» **Reading text**

Led Zeppelin - Led Zeppelin III (1970) - Album Review

By Sergio Ariza

Acoustic delights 

When on April 10, 1970 Paul McCartney announced the separation of the Beatles, Led Zeppelin were preparing to play a concert in Miami, as part of one of their U.S. tours. There, a number of media outlets asked them if they felt they were the heirs to the greatest rock band of all time. It was a legitimate question, the first two Zeppelin albums, released in 1969, had been number one on both sides of the Atlantic and they were the band that sold the most tickets for their concerts. However, one thing separated them, because while the Beatles had a real love affair with the music media, who did not stop praising their work,
Jimmy Page's band lived a nightmare with the specialized press that accused them of being monolithic and macho. But by that time the band was already in rehearsal for a totally different album...
 

 

During Zeppelin’s first year there was hardly a break for the band, who had to record their second album in different studios between gigs, so when Robert Plant told Jimmy Page that they should go and kick back in Bron-Yr-Aur, a rural house in the middle of Wales, where he had spent his summer holidays as a child, the guitarist and producer didn't hesitate. The bucolic environment influenced them, and the desire to find a different vibe led them to a more acoustic sound, influenced by guitarists like
Bert Jansch, Roy Harper (to whom they would dedicate a song) and John Fahey, whom Page admired, and by the British folk of Fairport Convention and The Incredible String Band, which were groups very much to Plant's taste.
   

The fact is that when in May they took time out to record and were joined by John Paul Jones and John Bonham at Headley Grange, a country studio, the album was imbued with that atmosphere of camaraderie. Consequently, Page let the rest of the band help more in the composition, with Plant writing all the lyrics, except for Tangerine, and Jones contributing arrangements, like the extraordinary string arrangement on Friends.
 

 

The band's most acoustic album opened with one of its most powerful songs - with the best-oiled rock machine in the world, spurred on by Plant's screams, Page's incredible riff and the rhythmic precision of Bonham and Jones. Few cuts have influenced later heavy metal more than Immigrant Song. Then comes Friends, the first song on which Page's acoustic Harmony Sovereign H-1260 can be heard, and the first that makes clear the orientation of the album. Here you can already hear some oriental influences, several years ahead of the album that Plant and Page would make in 1994.
    

With Celebration Day the electricity returns in style. I think this is one of the most underrated songs by the band, as it includes an epic riff and one of their best choruses, besides a fabulous solo by Page. Then comes one of the best blues this band ever recorded, Since I've Been Loving You, with an absolutely colossal Page on his Les Paul and a much more sophisticated general feeling than on the first two albums. Out On The Tiles closed the side A strongly, with another great riff from Page and an absolutely brutal Bonham on drums; enough to earn him a credit on the composition.

» **Data lines**
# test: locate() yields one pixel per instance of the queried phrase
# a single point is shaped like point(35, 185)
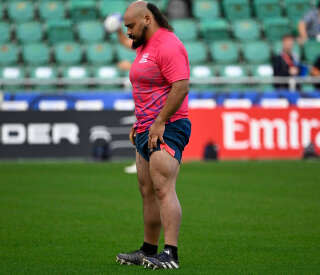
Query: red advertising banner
point(254, 133)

» **Task instructions**
Please say whether each statement agrees with the Led Zeppelin III review, giving yes or no and quoting the review's exact words that settle it.
1. Robert Plant wrote all the lyrics on the album except for Tangerine.
2. Friends is the first song on which Page's Les Paul can be heard.
3. The first two Zeppelin albums came out in 1970.
The material has nothing to do with the album review.

» **Solution**
1. Yes: "with Plant writing all the lyrics, except for Tangerine"
2. No: "Friends, the first song on which Page's acoustic Harmony Sovereign H-1260 can be heard"
3. No: "the first two Zeppelin albums, released in 1969"